## GIVEN DATA
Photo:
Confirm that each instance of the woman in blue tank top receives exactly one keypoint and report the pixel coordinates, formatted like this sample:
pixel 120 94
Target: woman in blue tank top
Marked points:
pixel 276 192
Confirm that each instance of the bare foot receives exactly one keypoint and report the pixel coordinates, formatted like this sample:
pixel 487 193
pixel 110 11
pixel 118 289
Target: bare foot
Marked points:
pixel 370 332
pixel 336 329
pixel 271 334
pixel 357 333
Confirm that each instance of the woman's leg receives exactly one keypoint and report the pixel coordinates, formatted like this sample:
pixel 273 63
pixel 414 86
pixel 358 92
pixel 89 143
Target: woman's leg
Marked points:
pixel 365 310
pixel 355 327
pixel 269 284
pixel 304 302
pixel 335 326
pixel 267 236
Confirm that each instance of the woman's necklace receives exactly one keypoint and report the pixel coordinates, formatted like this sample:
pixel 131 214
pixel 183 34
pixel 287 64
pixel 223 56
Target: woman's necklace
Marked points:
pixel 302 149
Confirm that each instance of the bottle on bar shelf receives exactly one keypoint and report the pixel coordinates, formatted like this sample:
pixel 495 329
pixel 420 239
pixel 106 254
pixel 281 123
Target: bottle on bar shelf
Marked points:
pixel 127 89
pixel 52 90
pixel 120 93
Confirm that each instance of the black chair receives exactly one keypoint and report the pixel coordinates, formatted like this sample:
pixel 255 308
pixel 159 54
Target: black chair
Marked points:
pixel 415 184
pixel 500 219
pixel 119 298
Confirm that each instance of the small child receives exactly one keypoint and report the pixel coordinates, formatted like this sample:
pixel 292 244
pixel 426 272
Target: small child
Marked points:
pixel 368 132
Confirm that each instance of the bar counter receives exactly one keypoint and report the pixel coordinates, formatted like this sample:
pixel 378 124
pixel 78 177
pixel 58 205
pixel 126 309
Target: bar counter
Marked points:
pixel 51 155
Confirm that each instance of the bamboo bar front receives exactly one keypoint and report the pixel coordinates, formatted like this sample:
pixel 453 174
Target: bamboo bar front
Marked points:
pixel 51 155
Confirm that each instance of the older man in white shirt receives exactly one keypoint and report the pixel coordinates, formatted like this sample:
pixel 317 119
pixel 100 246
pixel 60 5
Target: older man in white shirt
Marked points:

## TASK REQUIREMENTS
Copy out every line of the entries above, character for character, with nothing added or left out.

## FULL OUTPUT
Photo:
Confirm that each instance of the woman in blue tank top receives exactly one keypoint and report the pixel coordinates, formatted like this sample:
pixel 120 94
Target: woman in blue tank top
Marked points:
pixel 276 192
Confirm that each instance of the bare foot receives exactly one keypoint and report the pixel coordinates, formatted like this sample:
pixel 487 193
pixel 110 11
pixel 118 289
Target: bare foot
Marked points:
pixel 370 332
pixel 336 329
pixel 271 334
pixel 357 333
Confirm that each instance of the woman's leg receives exactly one keypoint and report the pixel coordinates, formatted like this sample:
pixel 273 63
pixel 414 86
pixel 358 92
pixel 89 143
Target: woman's leg
Marked points:
pixel 365 310
pixel 355 327
pixel 269 284
pixel 304 302
pixel 335 326
pixel 267 236
Confirm that each instance of the woman's necklace receives exactly one keypoint and report the pixel coordinates, formatted like this sample:
pixel 131 214
pixel 183 34
pixel 287 64
pixel 223 56
Target: woman's necklace
Marked points:
pixel 302 149
Confirm that each instance of the bottle on bar shelf receives exactly one keypoint and report the pixel coordinates, formatted like this sample:
pixel 495 329
pixel 420 239
pixel 106 254
pixel 281 123
Target: bottle on bar shelf
Marked points:
pixel 127 89
pixel 52 90
pixel 120 93
Confirm that each instance of the black chair receives exactly one keypoint and report the pixel coordinates, formatted like this sample:
pixel 255 308
pixel 159 54
Target: black chair
Marked points:
pixel 415 184
pixel 500 219
pixel 119 298
Confirm that each instance of the small child receives exactly one keypoint and report the pixel coordinates, formatted like this sample:
pixel 292 244
pixel 426 272
Target: small child
Marked points:
pixel 368 132
Confirm that each instance of the bar counter receives exactly one keypoint and report the pixel coordinates, formatted like this sample:
pixel 378 124
pixel 78 177
pixel 58 205
pixel 126 309
Target: bar counter
Marked points:
pixel 51 155
Confirm that each instance of the bamboo bar front receives exactly one keypoint and report the pixel coordinates, formatted like this sample:
pixel 453 174
Target: bamboo bar front
Marked points:
pixel 51 155
Confirm that each instance of the older man in white shirt receives exactly one keypoint and report the pixel coordinates, formatted like this sample:
pixel 317 119
pixel 100 246
pixel 60 5
Target: older man in white shirt
Marked points:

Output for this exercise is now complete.